(Coordinate annotation records)
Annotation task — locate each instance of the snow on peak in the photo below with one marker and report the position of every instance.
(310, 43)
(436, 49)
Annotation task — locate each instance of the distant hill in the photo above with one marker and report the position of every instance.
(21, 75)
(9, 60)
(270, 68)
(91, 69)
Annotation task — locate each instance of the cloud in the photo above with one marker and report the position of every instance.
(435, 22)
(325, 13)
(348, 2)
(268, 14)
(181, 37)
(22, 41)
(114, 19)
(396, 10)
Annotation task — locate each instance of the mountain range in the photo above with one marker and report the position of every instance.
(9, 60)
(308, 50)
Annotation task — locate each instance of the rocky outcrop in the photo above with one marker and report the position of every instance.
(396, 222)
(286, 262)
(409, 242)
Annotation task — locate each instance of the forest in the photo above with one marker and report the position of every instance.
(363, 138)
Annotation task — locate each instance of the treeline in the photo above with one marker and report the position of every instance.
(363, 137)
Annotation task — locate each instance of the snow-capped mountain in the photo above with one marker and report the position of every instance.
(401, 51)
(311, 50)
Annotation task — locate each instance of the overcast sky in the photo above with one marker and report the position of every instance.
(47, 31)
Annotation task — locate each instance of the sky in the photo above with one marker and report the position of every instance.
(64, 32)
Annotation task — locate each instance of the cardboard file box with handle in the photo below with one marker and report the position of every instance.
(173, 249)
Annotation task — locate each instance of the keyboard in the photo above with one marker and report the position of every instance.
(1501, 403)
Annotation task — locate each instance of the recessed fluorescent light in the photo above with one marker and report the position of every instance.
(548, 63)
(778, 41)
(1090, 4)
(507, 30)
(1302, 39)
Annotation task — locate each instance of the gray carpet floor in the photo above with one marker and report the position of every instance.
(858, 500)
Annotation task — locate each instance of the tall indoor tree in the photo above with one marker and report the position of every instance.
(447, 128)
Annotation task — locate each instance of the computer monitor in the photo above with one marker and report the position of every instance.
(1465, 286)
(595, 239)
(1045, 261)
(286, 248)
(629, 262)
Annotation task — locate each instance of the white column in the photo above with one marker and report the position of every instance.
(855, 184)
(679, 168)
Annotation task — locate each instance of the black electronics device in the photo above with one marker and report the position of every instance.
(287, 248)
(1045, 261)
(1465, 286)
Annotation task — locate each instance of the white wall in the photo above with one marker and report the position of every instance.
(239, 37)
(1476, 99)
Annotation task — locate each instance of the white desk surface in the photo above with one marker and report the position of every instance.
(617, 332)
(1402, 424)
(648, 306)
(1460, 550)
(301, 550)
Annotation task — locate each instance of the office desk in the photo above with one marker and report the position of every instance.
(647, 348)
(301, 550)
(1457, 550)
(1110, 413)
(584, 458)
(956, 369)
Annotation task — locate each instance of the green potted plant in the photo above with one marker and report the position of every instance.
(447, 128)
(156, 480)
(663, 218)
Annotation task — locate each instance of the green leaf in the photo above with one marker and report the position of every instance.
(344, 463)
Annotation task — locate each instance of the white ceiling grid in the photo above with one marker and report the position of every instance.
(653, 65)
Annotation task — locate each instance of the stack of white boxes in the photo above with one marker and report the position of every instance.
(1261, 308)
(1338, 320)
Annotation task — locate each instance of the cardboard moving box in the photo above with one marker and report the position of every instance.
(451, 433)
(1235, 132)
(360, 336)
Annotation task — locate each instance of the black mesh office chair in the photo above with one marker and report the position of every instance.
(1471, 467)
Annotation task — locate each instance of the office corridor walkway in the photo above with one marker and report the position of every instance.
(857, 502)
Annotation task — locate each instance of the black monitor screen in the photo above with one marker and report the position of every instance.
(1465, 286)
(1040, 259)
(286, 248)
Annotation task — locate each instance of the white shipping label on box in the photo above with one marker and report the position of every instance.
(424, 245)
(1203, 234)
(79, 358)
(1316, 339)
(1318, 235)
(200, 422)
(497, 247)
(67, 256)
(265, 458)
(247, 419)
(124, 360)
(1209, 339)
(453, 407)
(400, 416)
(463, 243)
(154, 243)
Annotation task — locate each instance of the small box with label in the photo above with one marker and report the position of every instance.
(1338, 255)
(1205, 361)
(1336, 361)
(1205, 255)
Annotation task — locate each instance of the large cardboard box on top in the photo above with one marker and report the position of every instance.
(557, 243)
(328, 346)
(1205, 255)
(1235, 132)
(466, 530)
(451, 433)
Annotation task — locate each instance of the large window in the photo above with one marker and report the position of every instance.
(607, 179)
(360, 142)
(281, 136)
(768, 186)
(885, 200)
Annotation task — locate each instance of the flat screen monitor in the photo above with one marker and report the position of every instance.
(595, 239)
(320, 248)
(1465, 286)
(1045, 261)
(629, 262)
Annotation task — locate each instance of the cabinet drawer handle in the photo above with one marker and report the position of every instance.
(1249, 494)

◆ **Exercise description**
Write out all of the material again, swapping "one marker" for "a single dot" wherever it occurs and leaving everything else as it is.

◆ **Response**
Annotation task — locate each instance of the snow on peak in the photo below with a single dot and report the position of every instance.
(310, 43)
(436, 49)
Annotation task — locate each instance of the distant hill in the photo above with a single dot and report the position of every instance.
(21, 75)
(9, 60)
(270, 68)
(91, 69)
Annotation task — locate each instance of the cloud in the photo above with a single dot and report the position of every instance.
(435, 22)
(325, 13)
(348, 2)
(268, 14)
(181, 37)
(22, 41)
(114, 19)
(396, 10)
Annotation task — locate each instance of the mountain range in the photo above with a single dot and report the position of every instance.
(9, 60)
(308, 50)
Annotation task — locate each instance of the rocky outcrop in the photo above with a single dot and report the position of every instance.
(396, 222)
(286, 262)
(409, 242)
Annotation task — locate each instance of the forest in the photo above with a single dot and report the position of every instance.
(363, 138)
Annotation task — locate each instance of the treeline in the photo above with a single dot and report the position of every instance.
(363, 137)
Annotation task — locate each instance of the snow-capped mountain in the photo above with a single dot and report the position of every instance.
(401, 51)
(311, 50)
Annotation task — locate each instance of the overcast sky in the photo above with a single dot and report the position of every instance.
(47, 31)
Annotation task — locate each instance of the sky in the photo above with a single dot and report the position of every instance.
(64, 32)
Annotation task — locate each instance of the cardboard file box with handle in the photo below with a single dot and report the position of every instance.
(173, 249)
Annotation task — locate each instance of the keyboard in the photo above with a single dot and report the position of every instance.
(1501, 403)
Annotation task — locate each instance of the recessed fluorescent light in the photo above with a single dot and report the position of every instance.
(548, 63)
(778, 41)
(1090, 4)
(507, 30)
(1302, 39)
Annotation task — locate each instance of the gray carpet floor in the photo above with a single dot and report the position of every instance.
(858, 500)
Annotation task — locate each instance of the tall indoor tree in the photo above with a single dot and report the position of every instance.
(447, 128)
Annotation task — locate each instance of the computer monitor in the photo above with a single dot and report the position of every instance.
(1465, 286)
(595, 239)
(1045, 261)
(286, 248)
(629, 262)
Annotation task — locate each instance of the white column in the photo above with a single dot and report the position of every instance.
(855, 184)
(679, 168)
Annotation task — locate each instance of the black electronics device in the photo above with a single dot and report the position of every instance.
(287, 248)
(1045, 261)
(1465, 286)
Annotation task — locate each instance of the white wall in the photo above with a single dot and report the position of every instance.
(239, 37)
(1476, 99)
Annotation task — locate each instance of the white desk surface in the photo above with a single dot and report the position of every instance.
(617, 332)
(1402, 424)
(648, 306)
(1460, 550)
(301, 550)
Annotation task — locate each instance of the office desk in the photo above with a single dot and report the position of every instance.
(647, 348)
(301, 550)
(1457, 550)
(1110, 413)
(584, 458)
(956, 369)
Annotation task — locate each instance of the green potted plant in the photo above with a single dot and report the position of every instance.
(447, 128)
(156, 480)
(663, 218)
Annotation task — locate each instance of the green leaf in the photo above with a single dot and report the position of every instance.
(344, 463)
Annotation task — locate each instance of the white ceiling grid in the photo above with a single dot and report the position of every instance.
(653, 65)
Annotation task — locate each instance of the stack of white boxes in the photo above with a single dot and report the position of every instance.
(1261, 308)
(1338, 320)
Annotation task — locate each instance of the cardboard moving box in the photo above with a single dot and report the position of every instance.
(451, 433)
(1235, 132)
(360, 336)
Annotation task — locate each instance of the black mesh office chair in the photo above with a single dot and report the position of every instance.
(1471, 467)
Annotation task — locate each instance of the office corridor walkway in the photo above with a single dot and report the position of every instance.
(857, 502)
Annotation task — locate each instance of the black monitor screen in the photo above with a single dot and report the position of every instance.
(1465, 286)
(1040, 259)
(286, 248)
Annotation task — locate each instance of the white shipping label on box in the photo above with a single dot and report the position of every instance.
(424, 245)
(1203, 234)
(79, 358)
(1316, 339)
(1318, 235)
(200, 422)
(497, 247)
(67, 256)
(265, 458)
(247, 419)
(124, 360)
(1209, 339)
(453, 407)
(400, 416)
(463, 243)
(154, 243)
Annotation task — locate each instance of the small box with label in the photo above with a single dot and report the position of every instance.
(1338, 255)
(1205, 361)
(1336, 361)
(1205, 255)
Annotation task — locate each instance of the large cardboard box on top in the photo above with a single dot and report the position of every instance.
(557, 243)
(328, 346)
(1205, 255)
(1235, 132)
(466, 530)
(451, 433)
Annotation task — locate each instance of the large window in the photo above with a single dot and report the position of every instance.
(607, 179)
(360, 142)
(281, 136)
(768, 186)
(885, 200)
Annotation task — locate each instance of the flat screen monitor in the photo above with a single dot and report the position of every instance.
(595, 239)
(320, 248)
(1465, 286)
(1045, 261)
(629, 262)
Annotation task — locate each instance of the cabinet drawer handle in the photo above with a single dot and report the position of every instance.
(1249, 494)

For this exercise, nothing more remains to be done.